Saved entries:
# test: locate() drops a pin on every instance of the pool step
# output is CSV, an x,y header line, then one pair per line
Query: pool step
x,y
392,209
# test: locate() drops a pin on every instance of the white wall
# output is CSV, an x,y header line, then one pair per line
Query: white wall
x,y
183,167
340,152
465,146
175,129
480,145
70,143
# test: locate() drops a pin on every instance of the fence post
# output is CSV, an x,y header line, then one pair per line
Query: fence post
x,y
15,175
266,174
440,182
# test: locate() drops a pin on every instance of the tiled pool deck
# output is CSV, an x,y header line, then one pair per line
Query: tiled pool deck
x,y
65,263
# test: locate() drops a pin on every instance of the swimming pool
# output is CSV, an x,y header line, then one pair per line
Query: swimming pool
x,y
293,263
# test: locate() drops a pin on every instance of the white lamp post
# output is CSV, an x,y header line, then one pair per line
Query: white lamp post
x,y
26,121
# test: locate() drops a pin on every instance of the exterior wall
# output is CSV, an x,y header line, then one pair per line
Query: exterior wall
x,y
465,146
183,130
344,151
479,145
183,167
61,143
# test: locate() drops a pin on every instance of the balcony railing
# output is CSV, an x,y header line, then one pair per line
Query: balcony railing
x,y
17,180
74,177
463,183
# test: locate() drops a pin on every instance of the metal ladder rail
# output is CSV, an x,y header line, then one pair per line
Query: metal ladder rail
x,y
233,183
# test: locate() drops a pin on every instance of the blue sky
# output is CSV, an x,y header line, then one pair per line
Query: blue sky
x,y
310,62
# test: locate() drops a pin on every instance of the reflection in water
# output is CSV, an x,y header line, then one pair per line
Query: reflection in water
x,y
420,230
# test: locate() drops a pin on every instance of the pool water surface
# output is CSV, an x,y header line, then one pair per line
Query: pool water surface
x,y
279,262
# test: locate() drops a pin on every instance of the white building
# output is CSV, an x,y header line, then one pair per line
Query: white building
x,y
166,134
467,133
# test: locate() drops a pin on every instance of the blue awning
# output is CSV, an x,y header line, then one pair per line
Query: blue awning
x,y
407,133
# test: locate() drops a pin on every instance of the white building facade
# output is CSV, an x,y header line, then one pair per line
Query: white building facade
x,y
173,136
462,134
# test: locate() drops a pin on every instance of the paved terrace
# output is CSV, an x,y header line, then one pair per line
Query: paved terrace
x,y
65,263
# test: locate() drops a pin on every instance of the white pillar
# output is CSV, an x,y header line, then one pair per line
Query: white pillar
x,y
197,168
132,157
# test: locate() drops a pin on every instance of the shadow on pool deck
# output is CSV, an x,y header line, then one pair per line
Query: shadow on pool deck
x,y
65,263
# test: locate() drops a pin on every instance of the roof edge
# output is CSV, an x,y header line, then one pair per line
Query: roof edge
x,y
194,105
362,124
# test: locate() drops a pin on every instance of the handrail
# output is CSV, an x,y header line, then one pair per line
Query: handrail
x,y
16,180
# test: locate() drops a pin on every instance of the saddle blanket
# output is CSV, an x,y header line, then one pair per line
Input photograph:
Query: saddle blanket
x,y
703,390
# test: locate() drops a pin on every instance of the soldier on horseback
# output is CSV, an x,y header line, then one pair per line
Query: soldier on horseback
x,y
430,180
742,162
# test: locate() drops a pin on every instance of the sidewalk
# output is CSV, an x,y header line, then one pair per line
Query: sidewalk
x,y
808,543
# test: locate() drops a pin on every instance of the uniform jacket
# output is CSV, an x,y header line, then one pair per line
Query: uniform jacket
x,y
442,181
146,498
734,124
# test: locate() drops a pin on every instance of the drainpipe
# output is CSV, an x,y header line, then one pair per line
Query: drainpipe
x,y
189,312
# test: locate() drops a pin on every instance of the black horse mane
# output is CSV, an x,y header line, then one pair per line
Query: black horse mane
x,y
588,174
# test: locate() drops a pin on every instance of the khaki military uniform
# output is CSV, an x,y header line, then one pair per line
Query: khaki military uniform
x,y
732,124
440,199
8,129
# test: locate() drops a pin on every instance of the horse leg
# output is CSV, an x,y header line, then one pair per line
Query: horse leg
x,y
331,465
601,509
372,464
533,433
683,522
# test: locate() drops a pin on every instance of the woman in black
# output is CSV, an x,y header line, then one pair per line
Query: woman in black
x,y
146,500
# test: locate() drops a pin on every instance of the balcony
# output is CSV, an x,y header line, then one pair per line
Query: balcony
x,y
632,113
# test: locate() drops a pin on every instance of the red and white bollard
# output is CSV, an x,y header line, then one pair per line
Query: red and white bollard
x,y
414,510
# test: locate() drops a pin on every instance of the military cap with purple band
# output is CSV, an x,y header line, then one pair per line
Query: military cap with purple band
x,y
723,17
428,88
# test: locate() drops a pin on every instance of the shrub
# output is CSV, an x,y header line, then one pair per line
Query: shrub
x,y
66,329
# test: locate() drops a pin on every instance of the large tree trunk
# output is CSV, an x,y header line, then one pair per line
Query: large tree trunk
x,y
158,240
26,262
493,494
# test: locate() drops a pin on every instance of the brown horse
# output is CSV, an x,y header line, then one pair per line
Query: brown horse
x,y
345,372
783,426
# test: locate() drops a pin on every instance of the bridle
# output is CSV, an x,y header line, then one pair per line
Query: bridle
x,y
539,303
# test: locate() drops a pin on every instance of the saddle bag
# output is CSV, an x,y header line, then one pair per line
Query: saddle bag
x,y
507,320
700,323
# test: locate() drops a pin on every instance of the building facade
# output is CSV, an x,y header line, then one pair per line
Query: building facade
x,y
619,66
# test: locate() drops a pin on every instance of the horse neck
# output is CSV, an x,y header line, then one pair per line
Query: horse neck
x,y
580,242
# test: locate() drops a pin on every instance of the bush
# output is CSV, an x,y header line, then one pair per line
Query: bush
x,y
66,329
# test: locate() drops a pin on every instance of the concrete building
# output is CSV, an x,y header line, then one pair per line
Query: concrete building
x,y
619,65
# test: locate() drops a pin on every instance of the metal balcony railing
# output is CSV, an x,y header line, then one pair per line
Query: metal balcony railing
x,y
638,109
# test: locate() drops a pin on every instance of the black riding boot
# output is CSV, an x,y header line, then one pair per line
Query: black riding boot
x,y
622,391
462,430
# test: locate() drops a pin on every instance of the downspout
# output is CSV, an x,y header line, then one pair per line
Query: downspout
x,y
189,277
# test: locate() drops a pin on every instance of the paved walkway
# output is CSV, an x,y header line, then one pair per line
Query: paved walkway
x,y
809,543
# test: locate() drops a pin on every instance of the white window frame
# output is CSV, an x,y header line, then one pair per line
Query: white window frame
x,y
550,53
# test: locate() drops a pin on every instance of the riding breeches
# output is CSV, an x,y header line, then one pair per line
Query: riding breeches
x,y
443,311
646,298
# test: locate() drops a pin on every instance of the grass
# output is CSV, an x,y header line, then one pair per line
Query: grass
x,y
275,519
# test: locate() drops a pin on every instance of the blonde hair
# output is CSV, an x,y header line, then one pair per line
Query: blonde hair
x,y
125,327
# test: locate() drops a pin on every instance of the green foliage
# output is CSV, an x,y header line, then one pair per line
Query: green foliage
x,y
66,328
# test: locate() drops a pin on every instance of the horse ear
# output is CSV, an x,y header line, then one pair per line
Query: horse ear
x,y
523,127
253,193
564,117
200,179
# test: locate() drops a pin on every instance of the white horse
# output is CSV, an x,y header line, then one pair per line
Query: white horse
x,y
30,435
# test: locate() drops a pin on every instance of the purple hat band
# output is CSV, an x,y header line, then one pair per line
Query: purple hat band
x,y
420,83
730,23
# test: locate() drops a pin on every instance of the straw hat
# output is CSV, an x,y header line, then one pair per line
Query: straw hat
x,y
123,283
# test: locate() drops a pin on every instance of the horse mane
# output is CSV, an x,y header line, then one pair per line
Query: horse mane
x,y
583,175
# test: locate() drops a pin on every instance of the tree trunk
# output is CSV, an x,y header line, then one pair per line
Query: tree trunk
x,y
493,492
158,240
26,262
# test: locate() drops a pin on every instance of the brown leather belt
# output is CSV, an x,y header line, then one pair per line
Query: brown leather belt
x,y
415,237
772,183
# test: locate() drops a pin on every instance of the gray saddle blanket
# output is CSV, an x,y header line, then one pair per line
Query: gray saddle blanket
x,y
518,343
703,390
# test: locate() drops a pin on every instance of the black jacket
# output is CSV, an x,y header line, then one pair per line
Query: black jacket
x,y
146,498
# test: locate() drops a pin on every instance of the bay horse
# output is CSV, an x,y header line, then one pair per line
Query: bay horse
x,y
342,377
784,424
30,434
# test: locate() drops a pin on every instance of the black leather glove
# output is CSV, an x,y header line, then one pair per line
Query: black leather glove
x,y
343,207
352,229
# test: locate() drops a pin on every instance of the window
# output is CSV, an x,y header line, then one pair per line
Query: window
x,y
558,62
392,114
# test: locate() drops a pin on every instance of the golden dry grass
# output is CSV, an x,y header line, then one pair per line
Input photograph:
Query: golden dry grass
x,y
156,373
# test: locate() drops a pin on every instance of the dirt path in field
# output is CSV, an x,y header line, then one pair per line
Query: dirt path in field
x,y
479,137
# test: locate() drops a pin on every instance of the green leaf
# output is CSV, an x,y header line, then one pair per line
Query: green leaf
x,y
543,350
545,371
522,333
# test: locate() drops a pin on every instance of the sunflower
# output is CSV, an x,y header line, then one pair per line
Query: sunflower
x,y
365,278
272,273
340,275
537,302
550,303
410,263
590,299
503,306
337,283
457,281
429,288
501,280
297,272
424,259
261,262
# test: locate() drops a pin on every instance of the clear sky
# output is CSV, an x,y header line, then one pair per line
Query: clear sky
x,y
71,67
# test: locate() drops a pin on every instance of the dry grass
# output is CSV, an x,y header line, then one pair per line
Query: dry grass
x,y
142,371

WHAT TO PRODUCE:
Lines from the beginning of the data above through the line containing "the fence post" are to be returned exactly, and no others.

YOUR SOLUTION:
# test: locate() drops a pin on every instance of the pool step
# output is CSV, an x,y header line, then one pair per line
Query: pool step
x,y
392,209
# test: locate() drops a pin on every instance of the white wall
# output is CSV, an x,y header line, then one pair per line
Query: white wall
x,y
183,167
340,152
465,146
175,129
480,145
70,143
# test: locate() drops a pin on every instance of the fence post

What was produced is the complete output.